[Given data]
---

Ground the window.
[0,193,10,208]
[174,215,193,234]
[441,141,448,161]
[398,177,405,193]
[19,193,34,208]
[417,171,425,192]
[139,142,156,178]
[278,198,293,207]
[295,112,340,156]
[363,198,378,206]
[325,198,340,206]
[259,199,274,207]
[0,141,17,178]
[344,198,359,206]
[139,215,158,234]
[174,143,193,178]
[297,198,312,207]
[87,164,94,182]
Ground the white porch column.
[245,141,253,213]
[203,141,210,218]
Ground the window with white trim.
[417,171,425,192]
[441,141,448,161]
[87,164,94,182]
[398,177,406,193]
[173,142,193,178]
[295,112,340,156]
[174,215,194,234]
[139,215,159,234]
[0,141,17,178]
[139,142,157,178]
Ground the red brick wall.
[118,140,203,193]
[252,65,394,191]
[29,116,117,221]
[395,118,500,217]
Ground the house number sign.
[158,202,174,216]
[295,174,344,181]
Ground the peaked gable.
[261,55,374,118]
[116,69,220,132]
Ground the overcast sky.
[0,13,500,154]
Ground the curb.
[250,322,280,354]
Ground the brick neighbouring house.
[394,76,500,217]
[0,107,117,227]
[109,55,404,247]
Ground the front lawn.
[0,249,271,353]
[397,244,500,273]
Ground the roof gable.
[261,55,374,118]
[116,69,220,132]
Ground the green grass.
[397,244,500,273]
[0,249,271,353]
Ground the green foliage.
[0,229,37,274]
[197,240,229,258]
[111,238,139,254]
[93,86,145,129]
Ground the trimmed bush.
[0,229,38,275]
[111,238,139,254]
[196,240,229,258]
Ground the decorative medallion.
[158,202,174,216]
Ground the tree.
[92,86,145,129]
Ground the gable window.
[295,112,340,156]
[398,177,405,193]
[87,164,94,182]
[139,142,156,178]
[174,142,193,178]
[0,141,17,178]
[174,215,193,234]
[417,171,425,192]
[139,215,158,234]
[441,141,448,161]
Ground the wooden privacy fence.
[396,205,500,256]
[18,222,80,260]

---

[What to produce] Rewrite the lines above, putting "Locate" wherever "Ground" appears and leaving everything else unchanged.

[Exercise response]
Locate the window.
[0,193,10,208]
[174,215,193,234]
[441,141,448,161]
[398,177,405,193]
[19,193,34,208]
[417,171,425,192]
[139,142,156,178]
[278,198,293,207]
[295,112,340,156]
[363,198,378,206]
[325,198,340,206]
[259,199,274,207]
[0,141,17,178]
[344,198,359,206]
[139,215,158,234]
[174,143,193,178]
[297,198,312,207]
[87,164,94,182]
Locate the white porch column.
[245,141,253,213]
[203,141,210,218]
Locate the window with white trim.
[417,171,425,192]
[441,141,448,161]
[87,164,94,182]
[398,177,406,193]
[173,142,193,178]
[295,112,340,156]
[174,215,194,234]
[139,215,159,234]
[0,141,17,178]
[139,142,157,178]
Locate the red brick wall.
[118,140,203,193]
[252,65,394,191]
[29,116,117,221]
[395,118,500,217]
Locate the house number sign.
[158,202,174,216]
[295,174,344,181]
Locate the peaked gable.
[261,55,374,118]
[116,69,220,132]
Locate the overcast sky.
[0,13,500,154]
Locate the curb.
[250,322,280,354]
Locate the brick neighbouring house.
[394,76,500,217]
[0,107,117,227]
[109,55,404,247]
Locate the front lawn.
[0,249,271,353]
[397,244,500,273]
Locate the roof gable.
[261,55,374,118]
[116,69,220,132]
Locate the green grass.
[397,244,500,273]
[0,249,271,353]
Locate the green foliage.
[0,229,37,274]
[197,240,229,258]
[111,238,139,254]
[93,86,145,129]
Locate the trimmed bush.
[0,229,38,275]
[111,238,139,254]
[196,240,229,258]
Locate the decorative medallion.
[158,202,174,216]
Locate the tree.
[92,86,145,129]
Locate the gable window.
[295,112,340,156]
[398,177,405,193]
[87,164,94,182]
[139,142,156,178]
[174,142,193,178]
[0,141,17,178]
[174,215,193,234]
[417,171,425,192]
[139,215,158,234]
[441,141,448,161]
Locate the wooden privacy fence.
[396,205,500,256]
[18,222,80,260]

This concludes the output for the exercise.